- _EXERCISE PROMPT_
Give back the full data character for character.

- _THE DATA_
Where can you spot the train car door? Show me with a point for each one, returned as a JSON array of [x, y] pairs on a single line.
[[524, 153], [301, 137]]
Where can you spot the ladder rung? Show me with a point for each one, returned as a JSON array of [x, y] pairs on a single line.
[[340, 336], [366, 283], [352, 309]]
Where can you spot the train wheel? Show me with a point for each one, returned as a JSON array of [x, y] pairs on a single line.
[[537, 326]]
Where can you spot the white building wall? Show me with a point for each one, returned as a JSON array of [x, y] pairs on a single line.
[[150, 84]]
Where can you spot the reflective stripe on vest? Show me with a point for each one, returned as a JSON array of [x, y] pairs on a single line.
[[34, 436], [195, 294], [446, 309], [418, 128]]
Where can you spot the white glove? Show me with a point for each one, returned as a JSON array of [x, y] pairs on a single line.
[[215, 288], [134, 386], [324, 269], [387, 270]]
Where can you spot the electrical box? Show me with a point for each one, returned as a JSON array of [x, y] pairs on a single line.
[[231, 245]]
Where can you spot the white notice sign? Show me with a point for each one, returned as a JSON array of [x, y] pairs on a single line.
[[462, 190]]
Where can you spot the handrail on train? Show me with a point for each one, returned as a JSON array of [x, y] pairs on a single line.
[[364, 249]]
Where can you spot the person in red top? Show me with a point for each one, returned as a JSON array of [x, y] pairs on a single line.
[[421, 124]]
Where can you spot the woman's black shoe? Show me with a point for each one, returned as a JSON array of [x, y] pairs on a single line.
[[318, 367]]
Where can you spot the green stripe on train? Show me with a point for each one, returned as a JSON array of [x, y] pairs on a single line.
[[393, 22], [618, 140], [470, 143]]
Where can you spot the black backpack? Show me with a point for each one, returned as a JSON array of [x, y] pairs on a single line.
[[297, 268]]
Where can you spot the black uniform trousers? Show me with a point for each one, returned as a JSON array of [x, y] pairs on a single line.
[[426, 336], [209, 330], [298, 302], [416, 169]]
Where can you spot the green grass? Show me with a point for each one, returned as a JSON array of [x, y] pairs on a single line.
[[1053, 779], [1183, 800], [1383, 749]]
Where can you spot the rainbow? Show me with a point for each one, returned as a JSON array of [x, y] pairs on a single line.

- _THE ANSWER_
Where can you spot the train car door? Show me with a point for each one, returned as a JSON array of [x, y] pairs on a single line.
[[524, 153], [301, 137]]
Where can you spot the ladder rung? Show me with a point for each one, returned as a JSON array of [x, y] pairs on a single line.
[[340, 336], [366, 283], [352, 309]]
Where can you spot the train wheel? Show me with a point for each one, returned as a JSON array of [x, y] pairs on a single line.
[[537, 326]]
Where can you spot the white building wall? Show me with a point for each one, returned as a JSON array of [x, y] pairs on a single line.
[[150, 84]]
Where can you spot the reflective stripe on vest? Show me with a point for each one, returned as a JSON array of [x, y] pairs on a single line.
[[34, 436], [195, 294], [446, 309], [418, 128]]
Where can you spot the white glove? Show me with a point for each one, returned as a JSON array of [x, y] pairs on a single line.
[[215, 288], [134, 386], [324, 269], [387, 270]]
Where can you spot the electrical box? Show me with a point for each one, returned as a JSON array of [x, y] pairs on a single line.
[[231, 245]]
Where can you spot the white notice sign? Show me with a point for each one, returned as a JSON array of [x, y] pairs on a single line.
[[462, 190]]
Where can you spot the handrail on train? Show me with a point for each one, returned as a JSON array of [x, y] pairs on a single line.
[[364, 249]]
Where can you spot the person in red top? Show me with a point for each one, returned as a JSON array of [x, y] pairs on a single line.
[[421, 124]]
Where can you spot the woman's black shoe? Show me with a point for each one, returned as a JSON array of [x, y] pairs on a single line.
[[318, 367]]
Where can you spot the green stripe on train? Show me with a point for each one, returned as a JSON array of [x, y] pairs on a single line.
[[393, 22], [618, 140], [470, 143]]
Where can you spot the black backpack? Show me with a point for each one, returned as a JSON array of [x, y] pairs on a single line.
[[297, 268]]
Where can you spot the black uniform trousers? Show me with a point for each one, returned as a JSON array of [x, y] pairs on a single line.
[[426, 336], [209, 330], [298, 302], [416, 169]]
Where can you spot the green grass? Show me with a point for each one, returned as a JSON array of [x, y] pairs on a single line.
[[1053, 779], [1183, 800], [1383, 749]]
Where can you spot the rainbow? Show me with a point for each one, returned as a JSON array of [x, y] pairs on a single line.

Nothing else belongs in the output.